----- Texte à lire -----
Samir Meddeb: Pour que la gestion des déchets soit une plateforme de développement au sein des communes de Tunisie
Quel regard avons-nous sur les déchets ? Quelle place occupent les déchets dans notre quotidien ? Comment traitons-nous les problématiques multiples relatives aux déchets ? Tant de questions auxquelles il est utile d’apporter des réponses afin de saisir et de comprendre la dimension sociale et culturelle qui relie le tunisien avec ses déchets. Dimension qui apparait de plus en plus fondamentale du fait qu’elle conditionne le choix et les modalités de mise en œuvre de toute politique et programmation dans le domaine.
De prime abord et sans trop de démonstration, il est aisé de s’apercevoir et d’affirmer sans aucun détour que la Tunisie, depuis son indépendance, a totalement raté sa politique dans le domaine de la gestion des déchets.
Les déchets continuent d’occuper régulièrement l’espace public urbain et d’envahir de plus en plus l’espace rural. Nous rencontrons régulièrement, depuis que nous quittons l’espace privé pour s’engager dans l’espace commun, des quantités variables de déchets de toute catégorie et ce depuis le petit morceau de papier et le mégot de cigarette jusqu’aux dépôts les plus volumineux de déchets managers, de déchets de construction ou tout autre déchets. Cette image devient incarnée en nous-même, nous la portons de manière continue. Les amateurs de la photographie vous diront qu’il est difficile de cadrer une image en Tunisie, que ce soit en ville ou à la campagne, sans que cette image ne soit polluée par un déchet quelconque. Nous apprenons de plus en plus à vivre avec les déchets, ils font partie intégrante de notre environnement.
----- Données présentées -----
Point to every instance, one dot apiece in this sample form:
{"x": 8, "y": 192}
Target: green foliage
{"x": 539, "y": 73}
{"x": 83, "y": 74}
-----
Exercice 1: Résumez sous forme de liste le paragraphe du texte sur les déchets qui commence par « Les déchets continuent d’occuper », en conservant ses faits principaux.
Exercice 2: D’après le texte sur les déchets, depuis quand la Tunisie a-t-elle raté sa politique de gestion des déchets ?
Exercice 3: Recopiez fidèlement le passage du texte sur les déchets allant de « Les déchets continuent » à « de notre environnement. ».

Réponse attendue 1:
- Les déchets occupent régulièrement l’espace public urbain et envahissent de plus en plus l’espace rural.
- Dès que l’on quitte l’espace privé, on rencontre des déchets de toute catégorie, du petit morceau de papier et du mégot de cigarette jusqu’aux dépôts volumineux, notamment de déchets de construction.
- Cette image s’incarne en nous et nous la portons de manière continue.
- Selon les amateurs de photographie, il est difficile de cadrer une image en Tunisie, en ville comme à la campagne, sans qu’un déchet ne la pollue.
- Nous apprenons de plus en plus à vivre avec les déchets, qui font partie intégrante de notre environnement.

Réponse attendue 2: Depuis son indépendance.

Réponse attendue 3:
Les déchets continuent d’occuper régulièrement l’espace public urbain et d’envahir de plus en plus l’espace rural. Nous rencontrons régulièrement, depuis que nous quittons l’espace privé pour s’engager dans l’espace commun, des quantités variables de déchets de toute catégorie et ce depuis le petit morceau de papier et le mégot de cigarette jusqu’aux dépôts les plus volumineux de déchets managers, de déchets de construction ou tout autre déchets. Cette image devient incarnée en nous-même, nous la portons de manière continue. Les amateurs de la photographie vous diront qu’il est difficile de cadrer une image en Tunisie, que ce soit en ville ou à la campagne, sans que cette image ne soit polluée par un déchet quelconque. Nous apprenons de plus en plus à vivre avec les déchets, ils font partie intégrante de notre environnement.